## Supplied material
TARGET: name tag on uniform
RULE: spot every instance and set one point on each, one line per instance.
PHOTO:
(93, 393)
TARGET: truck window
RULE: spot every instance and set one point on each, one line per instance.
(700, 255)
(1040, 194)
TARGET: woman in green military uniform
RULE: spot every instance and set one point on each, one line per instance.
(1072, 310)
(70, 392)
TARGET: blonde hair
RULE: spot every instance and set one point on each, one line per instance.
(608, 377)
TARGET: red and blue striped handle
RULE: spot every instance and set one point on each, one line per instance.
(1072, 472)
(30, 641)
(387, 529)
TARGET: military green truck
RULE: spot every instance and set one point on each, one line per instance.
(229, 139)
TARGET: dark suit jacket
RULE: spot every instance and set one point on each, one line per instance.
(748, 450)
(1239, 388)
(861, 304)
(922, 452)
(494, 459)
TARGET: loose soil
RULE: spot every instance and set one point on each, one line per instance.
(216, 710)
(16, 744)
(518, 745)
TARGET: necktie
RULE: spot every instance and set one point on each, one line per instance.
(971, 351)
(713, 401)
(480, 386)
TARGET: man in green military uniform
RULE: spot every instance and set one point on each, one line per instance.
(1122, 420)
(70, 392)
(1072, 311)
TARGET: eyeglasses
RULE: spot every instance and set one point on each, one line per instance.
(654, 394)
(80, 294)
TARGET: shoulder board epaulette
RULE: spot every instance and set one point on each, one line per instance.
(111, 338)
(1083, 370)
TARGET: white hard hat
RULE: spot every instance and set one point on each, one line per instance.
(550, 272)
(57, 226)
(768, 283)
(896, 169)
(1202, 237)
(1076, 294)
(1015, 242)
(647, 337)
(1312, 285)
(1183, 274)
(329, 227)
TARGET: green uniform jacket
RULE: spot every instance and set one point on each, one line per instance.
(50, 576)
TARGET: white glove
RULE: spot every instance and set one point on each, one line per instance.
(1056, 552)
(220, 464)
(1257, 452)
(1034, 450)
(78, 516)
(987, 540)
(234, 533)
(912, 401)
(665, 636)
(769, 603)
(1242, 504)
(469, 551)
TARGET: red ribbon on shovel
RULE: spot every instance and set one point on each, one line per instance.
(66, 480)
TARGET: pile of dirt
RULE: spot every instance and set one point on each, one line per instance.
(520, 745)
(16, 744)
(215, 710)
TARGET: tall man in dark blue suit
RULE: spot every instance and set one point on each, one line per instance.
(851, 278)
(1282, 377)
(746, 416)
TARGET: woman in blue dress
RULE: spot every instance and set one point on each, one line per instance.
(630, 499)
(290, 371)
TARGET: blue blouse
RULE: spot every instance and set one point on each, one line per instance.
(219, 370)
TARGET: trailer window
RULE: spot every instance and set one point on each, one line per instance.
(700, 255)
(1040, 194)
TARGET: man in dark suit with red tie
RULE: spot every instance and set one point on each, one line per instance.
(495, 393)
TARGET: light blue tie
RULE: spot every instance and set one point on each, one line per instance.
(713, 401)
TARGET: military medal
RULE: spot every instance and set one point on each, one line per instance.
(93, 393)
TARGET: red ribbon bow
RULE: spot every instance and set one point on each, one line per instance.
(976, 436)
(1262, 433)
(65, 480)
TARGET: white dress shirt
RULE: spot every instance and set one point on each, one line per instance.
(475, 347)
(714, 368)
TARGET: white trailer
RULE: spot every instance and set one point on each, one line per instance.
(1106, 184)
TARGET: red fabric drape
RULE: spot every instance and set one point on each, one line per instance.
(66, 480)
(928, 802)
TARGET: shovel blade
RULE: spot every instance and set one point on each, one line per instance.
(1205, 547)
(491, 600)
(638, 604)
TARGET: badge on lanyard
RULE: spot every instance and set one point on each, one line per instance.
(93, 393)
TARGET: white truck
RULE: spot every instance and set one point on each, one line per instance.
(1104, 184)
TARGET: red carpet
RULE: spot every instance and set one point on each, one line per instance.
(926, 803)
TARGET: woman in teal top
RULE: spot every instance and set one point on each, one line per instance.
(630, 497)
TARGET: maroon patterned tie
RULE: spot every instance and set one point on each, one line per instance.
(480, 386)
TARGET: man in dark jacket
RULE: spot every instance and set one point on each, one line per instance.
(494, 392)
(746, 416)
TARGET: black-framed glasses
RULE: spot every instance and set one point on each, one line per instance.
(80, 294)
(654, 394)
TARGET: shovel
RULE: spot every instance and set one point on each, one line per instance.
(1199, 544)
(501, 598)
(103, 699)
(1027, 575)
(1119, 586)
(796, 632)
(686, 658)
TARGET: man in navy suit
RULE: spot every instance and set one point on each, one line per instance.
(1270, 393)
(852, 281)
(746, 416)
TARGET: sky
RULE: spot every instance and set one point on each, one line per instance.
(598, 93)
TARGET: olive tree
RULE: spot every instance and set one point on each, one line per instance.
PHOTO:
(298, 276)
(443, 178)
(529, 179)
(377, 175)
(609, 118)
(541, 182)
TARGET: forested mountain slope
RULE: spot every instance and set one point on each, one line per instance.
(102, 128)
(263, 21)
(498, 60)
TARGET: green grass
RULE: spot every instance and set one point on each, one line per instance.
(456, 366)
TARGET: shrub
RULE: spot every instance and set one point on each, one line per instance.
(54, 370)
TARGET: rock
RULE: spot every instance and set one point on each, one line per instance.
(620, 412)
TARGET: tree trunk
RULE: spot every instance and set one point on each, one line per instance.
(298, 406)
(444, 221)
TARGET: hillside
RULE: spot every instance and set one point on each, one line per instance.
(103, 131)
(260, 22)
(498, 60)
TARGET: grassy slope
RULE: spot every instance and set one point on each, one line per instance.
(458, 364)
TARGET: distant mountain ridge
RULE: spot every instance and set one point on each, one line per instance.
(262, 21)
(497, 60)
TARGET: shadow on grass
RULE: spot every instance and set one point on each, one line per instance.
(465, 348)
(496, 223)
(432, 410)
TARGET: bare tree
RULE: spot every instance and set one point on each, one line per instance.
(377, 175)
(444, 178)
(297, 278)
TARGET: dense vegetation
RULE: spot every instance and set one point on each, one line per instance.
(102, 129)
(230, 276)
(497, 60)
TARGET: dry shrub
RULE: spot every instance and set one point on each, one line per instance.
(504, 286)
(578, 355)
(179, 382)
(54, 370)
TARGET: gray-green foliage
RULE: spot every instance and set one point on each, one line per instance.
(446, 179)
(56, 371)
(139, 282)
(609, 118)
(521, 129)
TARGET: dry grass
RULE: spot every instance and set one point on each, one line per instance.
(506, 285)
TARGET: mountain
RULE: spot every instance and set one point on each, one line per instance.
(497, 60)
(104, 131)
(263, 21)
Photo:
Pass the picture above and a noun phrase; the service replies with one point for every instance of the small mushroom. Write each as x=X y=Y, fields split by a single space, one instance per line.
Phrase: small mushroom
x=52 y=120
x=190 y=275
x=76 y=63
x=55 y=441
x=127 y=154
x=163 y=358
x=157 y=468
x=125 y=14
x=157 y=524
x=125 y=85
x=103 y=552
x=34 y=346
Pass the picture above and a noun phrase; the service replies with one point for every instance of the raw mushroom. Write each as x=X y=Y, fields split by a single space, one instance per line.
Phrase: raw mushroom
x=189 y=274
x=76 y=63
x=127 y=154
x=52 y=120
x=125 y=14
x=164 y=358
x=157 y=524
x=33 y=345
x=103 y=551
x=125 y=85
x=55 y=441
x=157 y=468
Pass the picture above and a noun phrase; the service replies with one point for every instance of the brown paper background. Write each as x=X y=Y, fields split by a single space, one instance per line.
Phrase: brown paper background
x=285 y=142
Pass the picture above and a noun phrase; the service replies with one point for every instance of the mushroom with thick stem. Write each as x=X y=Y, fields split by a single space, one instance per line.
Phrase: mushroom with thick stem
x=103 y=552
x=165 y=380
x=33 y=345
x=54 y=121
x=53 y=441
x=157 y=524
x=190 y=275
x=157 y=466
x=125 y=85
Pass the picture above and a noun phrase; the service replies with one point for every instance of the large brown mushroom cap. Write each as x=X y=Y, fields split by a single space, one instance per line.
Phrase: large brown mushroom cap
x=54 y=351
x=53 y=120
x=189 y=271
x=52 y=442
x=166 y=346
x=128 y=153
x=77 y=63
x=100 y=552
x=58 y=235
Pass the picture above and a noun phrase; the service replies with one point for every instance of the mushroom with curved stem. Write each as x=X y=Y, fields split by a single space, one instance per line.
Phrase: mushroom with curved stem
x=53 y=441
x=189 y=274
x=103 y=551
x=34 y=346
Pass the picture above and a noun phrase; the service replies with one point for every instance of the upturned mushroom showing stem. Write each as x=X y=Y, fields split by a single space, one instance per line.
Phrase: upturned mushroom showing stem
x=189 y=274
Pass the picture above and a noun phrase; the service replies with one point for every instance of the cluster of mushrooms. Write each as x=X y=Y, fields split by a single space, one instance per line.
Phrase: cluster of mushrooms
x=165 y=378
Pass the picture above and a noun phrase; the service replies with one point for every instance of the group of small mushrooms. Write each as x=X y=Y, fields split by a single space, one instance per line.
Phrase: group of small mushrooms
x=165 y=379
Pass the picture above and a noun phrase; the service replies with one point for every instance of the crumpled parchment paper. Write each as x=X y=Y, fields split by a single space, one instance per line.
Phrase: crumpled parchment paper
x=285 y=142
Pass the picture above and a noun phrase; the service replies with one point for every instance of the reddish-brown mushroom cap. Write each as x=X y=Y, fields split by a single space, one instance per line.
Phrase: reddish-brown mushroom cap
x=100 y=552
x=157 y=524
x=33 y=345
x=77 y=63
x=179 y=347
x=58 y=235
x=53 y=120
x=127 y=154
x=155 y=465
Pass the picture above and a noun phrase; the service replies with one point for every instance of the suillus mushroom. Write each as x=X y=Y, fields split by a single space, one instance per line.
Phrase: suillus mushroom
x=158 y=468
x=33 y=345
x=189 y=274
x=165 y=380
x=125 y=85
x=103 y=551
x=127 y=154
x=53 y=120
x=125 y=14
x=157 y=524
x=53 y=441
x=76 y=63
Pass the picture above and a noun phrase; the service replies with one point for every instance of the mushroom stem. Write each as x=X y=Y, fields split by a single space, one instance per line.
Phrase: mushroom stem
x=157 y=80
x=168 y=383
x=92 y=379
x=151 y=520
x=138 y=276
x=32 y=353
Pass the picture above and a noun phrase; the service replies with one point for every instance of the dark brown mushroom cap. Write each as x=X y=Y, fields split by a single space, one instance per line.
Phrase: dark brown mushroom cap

## Directions for this task
Return, word for word, each line from the line that contains "the mushroom stem." to the end of the listing above; include both end lines and nothing else.

## Task result
Pass the picture above and a noun phrase; the service replies with one point for every instance of the mushroom stem. Write each as x=X y=Y, fields split by a single space, one instance per line.
Phrase: mushroom stem
x=157 y=80
x=168 y=383
x=92 y=379
x=151 y=520
x=138 y=276
x=32 y=353
Pass the picture above and a noun phrase; the service replies with one point for every instance of the dark brown mushroom cap. Write each as x=X y=Y, fields split by a single space, one instance per line.
Phrase: dark brown mushroom cap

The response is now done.